Instructions for the task:
Count the lines in the records below that contain the string "surface", and reply with only that number.

(Labeled-object pointing records)

begin

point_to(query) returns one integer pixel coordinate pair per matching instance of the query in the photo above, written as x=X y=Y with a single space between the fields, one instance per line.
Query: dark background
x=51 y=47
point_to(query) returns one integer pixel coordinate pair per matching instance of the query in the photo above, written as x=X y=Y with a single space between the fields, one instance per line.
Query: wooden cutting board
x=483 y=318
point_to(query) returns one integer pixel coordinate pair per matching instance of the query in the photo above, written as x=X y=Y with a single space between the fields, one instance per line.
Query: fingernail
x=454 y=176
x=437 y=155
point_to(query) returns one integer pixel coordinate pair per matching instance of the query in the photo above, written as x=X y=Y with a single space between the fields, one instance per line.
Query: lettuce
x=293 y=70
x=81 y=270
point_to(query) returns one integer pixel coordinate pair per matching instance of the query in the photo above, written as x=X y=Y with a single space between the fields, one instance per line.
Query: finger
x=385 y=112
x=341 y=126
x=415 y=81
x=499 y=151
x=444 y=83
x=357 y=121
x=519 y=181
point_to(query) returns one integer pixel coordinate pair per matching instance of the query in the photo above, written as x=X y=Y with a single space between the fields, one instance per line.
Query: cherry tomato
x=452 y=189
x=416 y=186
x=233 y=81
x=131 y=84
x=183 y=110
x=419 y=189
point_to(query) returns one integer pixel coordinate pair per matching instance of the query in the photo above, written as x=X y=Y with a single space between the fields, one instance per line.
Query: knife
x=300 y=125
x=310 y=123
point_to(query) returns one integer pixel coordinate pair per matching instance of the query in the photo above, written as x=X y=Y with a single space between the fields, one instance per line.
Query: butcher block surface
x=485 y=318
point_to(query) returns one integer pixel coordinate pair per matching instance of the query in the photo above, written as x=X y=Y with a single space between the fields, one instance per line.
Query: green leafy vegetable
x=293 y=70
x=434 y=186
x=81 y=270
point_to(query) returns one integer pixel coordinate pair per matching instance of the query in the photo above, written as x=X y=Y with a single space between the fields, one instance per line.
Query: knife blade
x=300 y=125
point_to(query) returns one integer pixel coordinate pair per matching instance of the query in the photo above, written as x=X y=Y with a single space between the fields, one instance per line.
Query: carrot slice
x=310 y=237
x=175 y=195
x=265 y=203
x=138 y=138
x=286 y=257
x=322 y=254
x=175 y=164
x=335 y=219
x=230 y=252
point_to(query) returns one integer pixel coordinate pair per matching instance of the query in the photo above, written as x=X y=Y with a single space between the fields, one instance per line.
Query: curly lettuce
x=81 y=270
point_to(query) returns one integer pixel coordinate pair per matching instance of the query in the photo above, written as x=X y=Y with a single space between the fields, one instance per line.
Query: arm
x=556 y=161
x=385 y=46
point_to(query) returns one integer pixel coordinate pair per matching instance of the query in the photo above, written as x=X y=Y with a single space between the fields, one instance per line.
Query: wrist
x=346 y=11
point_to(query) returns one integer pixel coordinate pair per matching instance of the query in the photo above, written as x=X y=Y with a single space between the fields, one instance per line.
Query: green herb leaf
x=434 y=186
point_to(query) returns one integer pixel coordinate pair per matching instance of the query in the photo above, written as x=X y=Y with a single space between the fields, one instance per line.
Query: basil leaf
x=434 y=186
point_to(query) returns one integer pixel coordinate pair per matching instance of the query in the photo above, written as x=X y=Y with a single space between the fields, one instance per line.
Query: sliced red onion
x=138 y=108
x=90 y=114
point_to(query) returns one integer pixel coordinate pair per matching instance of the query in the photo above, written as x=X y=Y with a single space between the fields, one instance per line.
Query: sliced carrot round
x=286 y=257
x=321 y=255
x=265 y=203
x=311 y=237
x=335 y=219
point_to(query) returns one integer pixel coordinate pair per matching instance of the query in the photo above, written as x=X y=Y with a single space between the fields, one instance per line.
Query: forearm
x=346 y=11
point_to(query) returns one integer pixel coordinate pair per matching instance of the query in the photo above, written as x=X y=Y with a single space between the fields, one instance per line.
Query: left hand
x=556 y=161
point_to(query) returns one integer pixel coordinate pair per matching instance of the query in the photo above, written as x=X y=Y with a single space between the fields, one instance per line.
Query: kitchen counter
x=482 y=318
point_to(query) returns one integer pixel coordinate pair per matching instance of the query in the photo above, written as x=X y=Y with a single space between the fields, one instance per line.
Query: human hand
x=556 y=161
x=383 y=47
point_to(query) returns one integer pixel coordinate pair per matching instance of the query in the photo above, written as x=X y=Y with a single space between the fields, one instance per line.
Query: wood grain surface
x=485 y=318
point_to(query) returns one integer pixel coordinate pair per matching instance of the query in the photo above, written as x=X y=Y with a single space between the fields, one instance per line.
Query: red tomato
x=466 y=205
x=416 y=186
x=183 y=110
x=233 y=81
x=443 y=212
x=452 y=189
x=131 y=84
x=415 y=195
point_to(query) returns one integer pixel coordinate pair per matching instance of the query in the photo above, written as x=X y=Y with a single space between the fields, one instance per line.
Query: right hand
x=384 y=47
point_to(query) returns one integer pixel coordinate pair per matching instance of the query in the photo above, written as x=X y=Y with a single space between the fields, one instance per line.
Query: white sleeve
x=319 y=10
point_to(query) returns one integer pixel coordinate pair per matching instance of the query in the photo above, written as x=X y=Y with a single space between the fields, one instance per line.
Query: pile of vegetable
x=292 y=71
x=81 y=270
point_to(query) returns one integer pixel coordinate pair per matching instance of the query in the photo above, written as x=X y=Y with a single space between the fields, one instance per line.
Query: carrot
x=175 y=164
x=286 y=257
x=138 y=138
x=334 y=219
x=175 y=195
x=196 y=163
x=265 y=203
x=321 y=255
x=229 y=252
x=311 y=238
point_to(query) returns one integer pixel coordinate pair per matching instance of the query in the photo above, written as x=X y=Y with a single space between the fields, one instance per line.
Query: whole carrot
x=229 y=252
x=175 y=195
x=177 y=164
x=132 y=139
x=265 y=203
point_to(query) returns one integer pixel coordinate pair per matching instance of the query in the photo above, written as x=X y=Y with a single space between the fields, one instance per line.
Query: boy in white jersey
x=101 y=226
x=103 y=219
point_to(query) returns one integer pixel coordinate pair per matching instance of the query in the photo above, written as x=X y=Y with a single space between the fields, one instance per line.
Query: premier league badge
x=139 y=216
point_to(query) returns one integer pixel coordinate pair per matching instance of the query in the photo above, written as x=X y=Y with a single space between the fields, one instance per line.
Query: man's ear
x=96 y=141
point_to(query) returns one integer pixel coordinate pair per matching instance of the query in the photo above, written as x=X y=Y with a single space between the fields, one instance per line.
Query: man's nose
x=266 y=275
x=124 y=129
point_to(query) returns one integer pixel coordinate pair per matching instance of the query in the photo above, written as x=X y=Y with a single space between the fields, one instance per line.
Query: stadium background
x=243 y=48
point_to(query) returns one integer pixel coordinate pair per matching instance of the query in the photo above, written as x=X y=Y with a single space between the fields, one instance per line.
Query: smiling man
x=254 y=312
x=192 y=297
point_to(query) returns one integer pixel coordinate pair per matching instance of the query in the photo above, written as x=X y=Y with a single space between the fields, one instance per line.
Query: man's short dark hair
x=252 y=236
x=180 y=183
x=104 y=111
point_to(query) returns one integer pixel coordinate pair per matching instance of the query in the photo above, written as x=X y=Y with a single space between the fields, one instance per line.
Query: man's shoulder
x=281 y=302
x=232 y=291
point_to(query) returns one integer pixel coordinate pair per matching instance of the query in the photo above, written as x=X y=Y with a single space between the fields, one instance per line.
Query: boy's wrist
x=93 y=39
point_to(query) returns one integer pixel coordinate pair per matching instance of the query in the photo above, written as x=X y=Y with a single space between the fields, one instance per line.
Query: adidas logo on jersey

end

Reply:
2